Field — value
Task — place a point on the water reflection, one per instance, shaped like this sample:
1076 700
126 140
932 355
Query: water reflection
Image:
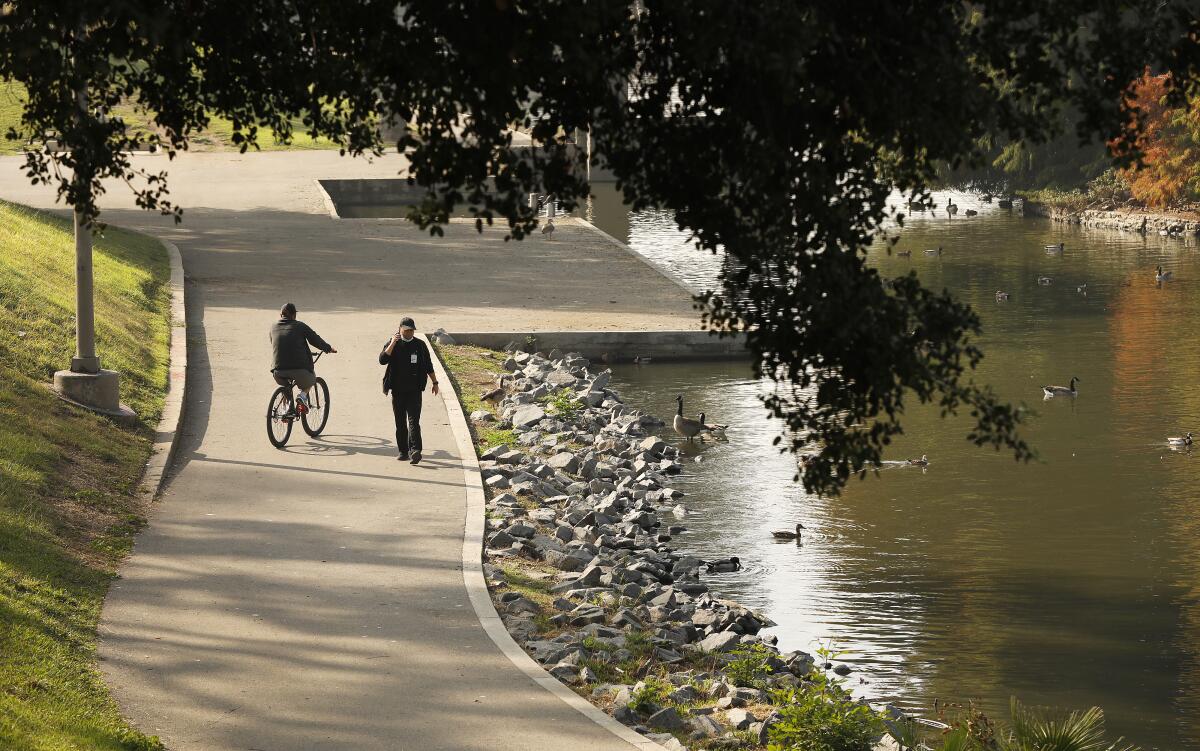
1071 582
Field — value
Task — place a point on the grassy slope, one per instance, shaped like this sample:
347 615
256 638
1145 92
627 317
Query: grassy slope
67 510
217 137
473 371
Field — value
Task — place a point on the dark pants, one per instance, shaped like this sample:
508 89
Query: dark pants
406 407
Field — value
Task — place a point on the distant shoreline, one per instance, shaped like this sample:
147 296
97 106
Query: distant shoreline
1179 223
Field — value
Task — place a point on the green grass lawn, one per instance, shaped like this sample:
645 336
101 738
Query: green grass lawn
217 137
67 476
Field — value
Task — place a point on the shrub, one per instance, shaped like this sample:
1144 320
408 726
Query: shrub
750 667
649 695
821 716
563 404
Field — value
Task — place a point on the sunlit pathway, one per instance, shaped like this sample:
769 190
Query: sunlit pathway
313 598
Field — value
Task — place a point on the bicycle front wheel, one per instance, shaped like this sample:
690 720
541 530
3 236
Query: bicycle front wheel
280 418
317 415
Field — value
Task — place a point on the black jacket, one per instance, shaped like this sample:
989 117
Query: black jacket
408 366
289 342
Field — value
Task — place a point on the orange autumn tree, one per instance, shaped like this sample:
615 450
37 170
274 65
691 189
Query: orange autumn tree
1170 144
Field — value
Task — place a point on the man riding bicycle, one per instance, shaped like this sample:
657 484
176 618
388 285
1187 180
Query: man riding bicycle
293 359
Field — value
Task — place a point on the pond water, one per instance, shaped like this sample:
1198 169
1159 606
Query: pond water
1068 582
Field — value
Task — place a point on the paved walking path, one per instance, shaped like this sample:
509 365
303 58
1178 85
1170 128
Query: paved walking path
313 598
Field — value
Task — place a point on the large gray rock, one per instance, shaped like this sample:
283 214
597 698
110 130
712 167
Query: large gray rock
564 461
521 530
527 415
706 727
561 378
739 719
721 641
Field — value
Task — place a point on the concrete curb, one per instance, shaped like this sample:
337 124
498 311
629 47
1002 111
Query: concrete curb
477 586
167 433
695 292
328 200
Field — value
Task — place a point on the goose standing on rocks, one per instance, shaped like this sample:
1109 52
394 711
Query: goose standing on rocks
786 534
1053 391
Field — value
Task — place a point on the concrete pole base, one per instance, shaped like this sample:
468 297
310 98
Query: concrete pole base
95 391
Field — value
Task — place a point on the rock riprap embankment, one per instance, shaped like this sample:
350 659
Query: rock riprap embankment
580 516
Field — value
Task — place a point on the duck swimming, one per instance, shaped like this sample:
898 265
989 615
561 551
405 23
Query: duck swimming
1051 391
785 534
720 566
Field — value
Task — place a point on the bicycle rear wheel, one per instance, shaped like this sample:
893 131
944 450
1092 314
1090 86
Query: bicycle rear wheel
317 415
280 416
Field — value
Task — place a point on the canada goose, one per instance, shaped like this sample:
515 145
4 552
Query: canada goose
1051 391
685 426
786 534
715 431
720 566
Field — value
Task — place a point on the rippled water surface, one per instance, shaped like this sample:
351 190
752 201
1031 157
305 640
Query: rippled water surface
1069 582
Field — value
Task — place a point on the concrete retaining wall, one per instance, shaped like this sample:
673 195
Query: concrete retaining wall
1127 221
618 346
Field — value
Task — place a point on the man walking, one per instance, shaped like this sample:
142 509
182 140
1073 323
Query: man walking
408 367
293 360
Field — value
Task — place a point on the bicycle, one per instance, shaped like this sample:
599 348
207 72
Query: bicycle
283 410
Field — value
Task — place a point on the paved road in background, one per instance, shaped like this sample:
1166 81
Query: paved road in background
313 598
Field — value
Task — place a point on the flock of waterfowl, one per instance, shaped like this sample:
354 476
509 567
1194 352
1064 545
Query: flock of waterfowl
691 428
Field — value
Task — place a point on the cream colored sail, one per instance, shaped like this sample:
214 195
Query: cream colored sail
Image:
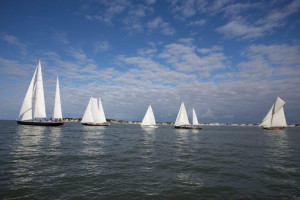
39 107
57 114
268 118
195 119
146 119
101 111
149 118
182 118
278 119
88 116
26 109
152 118
95 110
275 116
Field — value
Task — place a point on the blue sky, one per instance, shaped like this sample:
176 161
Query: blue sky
227 59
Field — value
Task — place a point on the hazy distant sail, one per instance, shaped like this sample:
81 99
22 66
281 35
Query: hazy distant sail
57 113
39 108
268 118
195 119
182 118
149 119
101 111
88 116
95 110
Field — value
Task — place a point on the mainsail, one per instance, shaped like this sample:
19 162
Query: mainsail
57 114
149 118
88 116
195 120
39 107
101 111
275 116
26 109
182 118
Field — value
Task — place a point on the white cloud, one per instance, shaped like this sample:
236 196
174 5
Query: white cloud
242 28
198 22
16 41
149 77
101 46
159 24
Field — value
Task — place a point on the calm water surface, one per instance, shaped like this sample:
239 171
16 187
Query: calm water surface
128 162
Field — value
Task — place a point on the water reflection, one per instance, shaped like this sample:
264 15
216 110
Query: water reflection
93 140
55 137
277 153
26 148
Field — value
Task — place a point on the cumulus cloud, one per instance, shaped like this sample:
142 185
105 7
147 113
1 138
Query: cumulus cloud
13 40
242 28
157 76
101 46
159 24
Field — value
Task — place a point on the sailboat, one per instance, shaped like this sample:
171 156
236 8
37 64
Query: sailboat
275 118
94 114
182 121
149 119
195 124
36 92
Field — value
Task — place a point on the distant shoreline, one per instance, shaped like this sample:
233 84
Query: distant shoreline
74 120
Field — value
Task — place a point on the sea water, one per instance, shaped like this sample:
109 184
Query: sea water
125 161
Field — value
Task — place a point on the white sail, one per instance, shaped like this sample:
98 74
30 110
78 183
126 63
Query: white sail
148 119
278 119
27 103
195 120
39 108
27 115
152 118
101 111
57 114
275 116
182 118
268 118
88 116
278 104
95 110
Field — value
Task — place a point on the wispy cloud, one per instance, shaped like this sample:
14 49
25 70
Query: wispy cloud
101 46
159 24
242 28
16 42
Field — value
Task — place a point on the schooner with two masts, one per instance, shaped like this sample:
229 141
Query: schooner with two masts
275 118
149 119
182 121
35 93
94 114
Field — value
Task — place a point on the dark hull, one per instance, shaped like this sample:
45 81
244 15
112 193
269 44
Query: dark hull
37 123
274 128
188 127
93 124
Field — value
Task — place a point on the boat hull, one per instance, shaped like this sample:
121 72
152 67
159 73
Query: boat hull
274 128
149 126
38 123
95 124
188 127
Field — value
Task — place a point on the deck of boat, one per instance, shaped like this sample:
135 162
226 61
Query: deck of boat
274 128
188 127
40 123
95 124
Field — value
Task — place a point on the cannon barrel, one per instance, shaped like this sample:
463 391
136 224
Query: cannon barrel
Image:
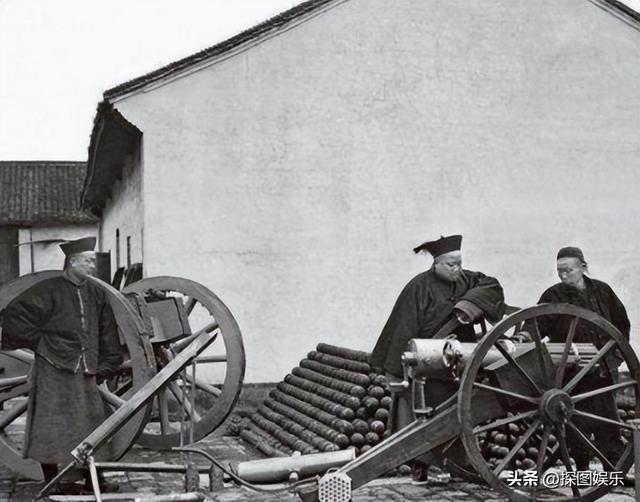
273 470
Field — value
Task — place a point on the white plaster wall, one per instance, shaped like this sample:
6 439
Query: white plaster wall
48 256
294 178
123 211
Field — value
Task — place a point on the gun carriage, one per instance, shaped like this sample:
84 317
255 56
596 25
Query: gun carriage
526 396
157 320
530 390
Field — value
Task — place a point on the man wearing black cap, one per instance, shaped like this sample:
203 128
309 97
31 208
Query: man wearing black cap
68 323
425 304
578 289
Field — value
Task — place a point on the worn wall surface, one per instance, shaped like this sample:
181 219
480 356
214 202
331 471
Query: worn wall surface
48 256
123 214
294 178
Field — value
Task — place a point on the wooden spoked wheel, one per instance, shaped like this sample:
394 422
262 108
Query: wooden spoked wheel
14 385
215 376
543 389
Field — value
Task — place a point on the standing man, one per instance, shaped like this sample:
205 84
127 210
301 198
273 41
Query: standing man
578 289
425 304
69 325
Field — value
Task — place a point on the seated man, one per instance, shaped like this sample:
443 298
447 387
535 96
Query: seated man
425 304
578 289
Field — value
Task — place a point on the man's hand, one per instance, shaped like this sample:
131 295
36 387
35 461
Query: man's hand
467 312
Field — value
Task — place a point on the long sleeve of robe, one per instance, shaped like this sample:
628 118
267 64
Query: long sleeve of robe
425 304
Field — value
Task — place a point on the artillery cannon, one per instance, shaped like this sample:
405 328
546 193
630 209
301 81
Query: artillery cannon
532 390
157 320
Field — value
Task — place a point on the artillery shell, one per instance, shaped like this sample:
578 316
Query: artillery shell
354 355
381 381
305 408
371 404
339 362
283 436
342 441
333 383
357 439
385 402
253 439
513 428
362 413
348 376
358 391
333 395
381 414
376 391
317 401
377 426
372 438
360 426
302 419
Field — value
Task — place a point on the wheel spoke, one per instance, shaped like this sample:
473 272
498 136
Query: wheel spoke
544 363
604 420
190 304
586 395
181 344
205 386
521 441
508 393
542 452
593 447
565 353
9 416
504 421
179 395
564 453
525 376
163 411
580 375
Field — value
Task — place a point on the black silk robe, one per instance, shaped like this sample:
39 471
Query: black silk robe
69 323
425 304
597 297
70 327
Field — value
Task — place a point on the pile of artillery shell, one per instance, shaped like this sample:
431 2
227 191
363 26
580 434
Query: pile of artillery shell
331 401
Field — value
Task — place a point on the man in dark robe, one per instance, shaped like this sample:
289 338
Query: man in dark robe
69 325
578 289
425 304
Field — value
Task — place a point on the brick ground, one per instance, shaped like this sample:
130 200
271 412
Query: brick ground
231 449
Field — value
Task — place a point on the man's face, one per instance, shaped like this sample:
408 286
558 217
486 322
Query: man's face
571 271
449 266
83 263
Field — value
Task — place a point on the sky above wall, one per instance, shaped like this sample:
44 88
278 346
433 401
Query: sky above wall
57 57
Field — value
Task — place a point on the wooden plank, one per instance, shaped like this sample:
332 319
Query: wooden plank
115 421
417 438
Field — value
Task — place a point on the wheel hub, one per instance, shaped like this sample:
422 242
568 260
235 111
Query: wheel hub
556 406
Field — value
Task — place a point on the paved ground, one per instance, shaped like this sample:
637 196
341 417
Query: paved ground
231 449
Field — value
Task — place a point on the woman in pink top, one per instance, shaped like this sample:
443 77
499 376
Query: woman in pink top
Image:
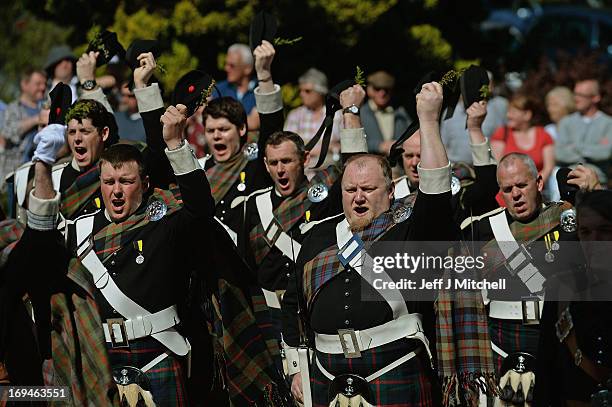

☆ ☆ ☆ ☆ ☆ ☆ ☆

Scan the material for the word "pink". Return every line where it is found.

Task — place a point on the woman in pink top, one per instance, shaped like this sample:
Query: woman in pink top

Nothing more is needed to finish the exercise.